■ TASK DIRECTIONS ■
Find every line in the material below that contains the word "short", matching case, and copy each of those lines.

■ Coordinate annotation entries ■
• • • •
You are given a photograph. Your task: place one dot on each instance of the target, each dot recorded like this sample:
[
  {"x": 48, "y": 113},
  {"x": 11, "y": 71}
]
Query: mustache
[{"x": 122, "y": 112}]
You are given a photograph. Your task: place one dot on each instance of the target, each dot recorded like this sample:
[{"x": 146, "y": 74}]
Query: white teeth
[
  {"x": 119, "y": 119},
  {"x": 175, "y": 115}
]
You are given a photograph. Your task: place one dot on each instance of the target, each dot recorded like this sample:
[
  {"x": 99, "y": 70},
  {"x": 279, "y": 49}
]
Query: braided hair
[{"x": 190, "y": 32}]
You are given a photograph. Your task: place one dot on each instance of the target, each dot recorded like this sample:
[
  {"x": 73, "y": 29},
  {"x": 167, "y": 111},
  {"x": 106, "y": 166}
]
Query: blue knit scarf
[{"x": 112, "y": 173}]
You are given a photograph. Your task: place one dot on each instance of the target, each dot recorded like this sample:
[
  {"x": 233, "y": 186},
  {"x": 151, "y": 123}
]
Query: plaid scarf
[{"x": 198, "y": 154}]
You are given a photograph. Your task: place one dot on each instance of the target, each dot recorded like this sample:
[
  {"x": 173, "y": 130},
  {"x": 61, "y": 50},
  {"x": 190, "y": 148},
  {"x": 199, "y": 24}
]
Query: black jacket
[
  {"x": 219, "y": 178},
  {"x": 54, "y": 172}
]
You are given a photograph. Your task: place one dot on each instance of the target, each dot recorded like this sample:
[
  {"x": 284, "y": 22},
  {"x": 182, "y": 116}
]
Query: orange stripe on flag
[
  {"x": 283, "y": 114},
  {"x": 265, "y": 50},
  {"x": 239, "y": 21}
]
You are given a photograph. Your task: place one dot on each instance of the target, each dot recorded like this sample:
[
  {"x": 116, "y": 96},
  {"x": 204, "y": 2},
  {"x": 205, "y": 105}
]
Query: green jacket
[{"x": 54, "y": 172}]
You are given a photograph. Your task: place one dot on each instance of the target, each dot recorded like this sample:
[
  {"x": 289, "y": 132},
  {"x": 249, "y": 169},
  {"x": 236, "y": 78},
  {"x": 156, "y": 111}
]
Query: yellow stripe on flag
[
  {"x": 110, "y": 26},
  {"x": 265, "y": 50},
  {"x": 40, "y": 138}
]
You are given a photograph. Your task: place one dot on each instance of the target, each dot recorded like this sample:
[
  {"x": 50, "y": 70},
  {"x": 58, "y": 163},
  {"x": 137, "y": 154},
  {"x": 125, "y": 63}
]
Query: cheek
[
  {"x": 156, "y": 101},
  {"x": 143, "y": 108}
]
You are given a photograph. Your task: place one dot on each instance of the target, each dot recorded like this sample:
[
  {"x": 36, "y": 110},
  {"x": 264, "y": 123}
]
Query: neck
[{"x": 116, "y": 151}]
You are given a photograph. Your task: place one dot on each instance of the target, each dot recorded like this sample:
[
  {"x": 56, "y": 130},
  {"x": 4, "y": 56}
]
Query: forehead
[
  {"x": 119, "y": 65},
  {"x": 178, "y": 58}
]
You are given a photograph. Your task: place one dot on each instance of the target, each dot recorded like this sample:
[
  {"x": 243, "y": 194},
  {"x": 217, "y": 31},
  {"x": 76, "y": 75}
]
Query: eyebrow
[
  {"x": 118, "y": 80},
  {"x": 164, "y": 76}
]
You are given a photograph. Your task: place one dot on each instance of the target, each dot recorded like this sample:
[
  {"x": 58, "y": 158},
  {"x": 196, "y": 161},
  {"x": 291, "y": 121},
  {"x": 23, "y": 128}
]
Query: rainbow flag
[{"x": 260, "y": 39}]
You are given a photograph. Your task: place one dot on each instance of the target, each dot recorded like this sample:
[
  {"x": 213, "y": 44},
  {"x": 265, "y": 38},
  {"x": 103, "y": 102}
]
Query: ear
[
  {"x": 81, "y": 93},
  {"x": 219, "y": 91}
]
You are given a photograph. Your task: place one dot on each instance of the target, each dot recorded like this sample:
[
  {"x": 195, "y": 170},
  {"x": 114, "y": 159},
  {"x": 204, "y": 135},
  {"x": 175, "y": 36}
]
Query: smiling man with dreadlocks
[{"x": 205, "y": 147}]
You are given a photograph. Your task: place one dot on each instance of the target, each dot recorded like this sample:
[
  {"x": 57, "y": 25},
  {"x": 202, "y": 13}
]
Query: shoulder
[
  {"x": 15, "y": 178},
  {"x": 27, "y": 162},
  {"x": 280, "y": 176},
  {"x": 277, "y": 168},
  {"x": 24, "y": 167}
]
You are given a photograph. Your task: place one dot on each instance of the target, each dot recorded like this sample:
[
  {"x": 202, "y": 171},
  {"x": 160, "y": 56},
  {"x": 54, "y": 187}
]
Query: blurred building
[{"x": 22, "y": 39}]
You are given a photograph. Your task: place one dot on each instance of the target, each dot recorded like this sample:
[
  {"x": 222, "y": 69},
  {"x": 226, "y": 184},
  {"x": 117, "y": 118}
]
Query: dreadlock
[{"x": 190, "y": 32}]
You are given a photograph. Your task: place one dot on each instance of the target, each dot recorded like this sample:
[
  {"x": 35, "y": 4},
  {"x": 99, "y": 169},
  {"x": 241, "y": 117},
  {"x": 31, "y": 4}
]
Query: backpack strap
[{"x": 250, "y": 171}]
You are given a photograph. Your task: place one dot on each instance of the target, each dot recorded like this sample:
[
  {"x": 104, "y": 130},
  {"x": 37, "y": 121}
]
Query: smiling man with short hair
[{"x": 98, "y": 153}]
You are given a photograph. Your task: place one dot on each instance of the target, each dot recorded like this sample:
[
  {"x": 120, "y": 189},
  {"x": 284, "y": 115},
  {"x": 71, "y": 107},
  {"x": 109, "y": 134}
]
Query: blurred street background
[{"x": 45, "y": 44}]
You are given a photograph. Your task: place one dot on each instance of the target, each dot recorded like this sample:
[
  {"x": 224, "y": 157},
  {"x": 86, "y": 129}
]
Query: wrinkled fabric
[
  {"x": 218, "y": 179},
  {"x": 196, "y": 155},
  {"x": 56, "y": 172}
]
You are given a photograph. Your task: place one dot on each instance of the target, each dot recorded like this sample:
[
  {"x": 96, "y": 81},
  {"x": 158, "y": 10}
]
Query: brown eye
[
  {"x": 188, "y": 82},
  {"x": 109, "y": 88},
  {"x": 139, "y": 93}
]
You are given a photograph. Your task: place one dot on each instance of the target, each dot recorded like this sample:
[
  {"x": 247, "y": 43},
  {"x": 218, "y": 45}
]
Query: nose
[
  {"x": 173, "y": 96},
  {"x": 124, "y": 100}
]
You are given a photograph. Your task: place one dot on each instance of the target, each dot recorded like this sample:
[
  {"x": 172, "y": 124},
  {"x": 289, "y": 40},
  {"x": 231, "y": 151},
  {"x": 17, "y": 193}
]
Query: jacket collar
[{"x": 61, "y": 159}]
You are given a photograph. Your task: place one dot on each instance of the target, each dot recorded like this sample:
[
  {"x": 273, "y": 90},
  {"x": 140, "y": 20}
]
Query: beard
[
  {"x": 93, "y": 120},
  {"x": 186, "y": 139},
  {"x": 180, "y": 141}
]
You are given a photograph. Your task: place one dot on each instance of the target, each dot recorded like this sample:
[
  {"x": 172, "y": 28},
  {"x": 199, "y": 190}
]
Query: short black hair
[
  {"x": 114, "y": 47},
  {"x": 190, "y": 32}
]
• • • •
■ OUTPUT FOR THIS TASK ■
Query: smiling man with short hair
Query: short black hair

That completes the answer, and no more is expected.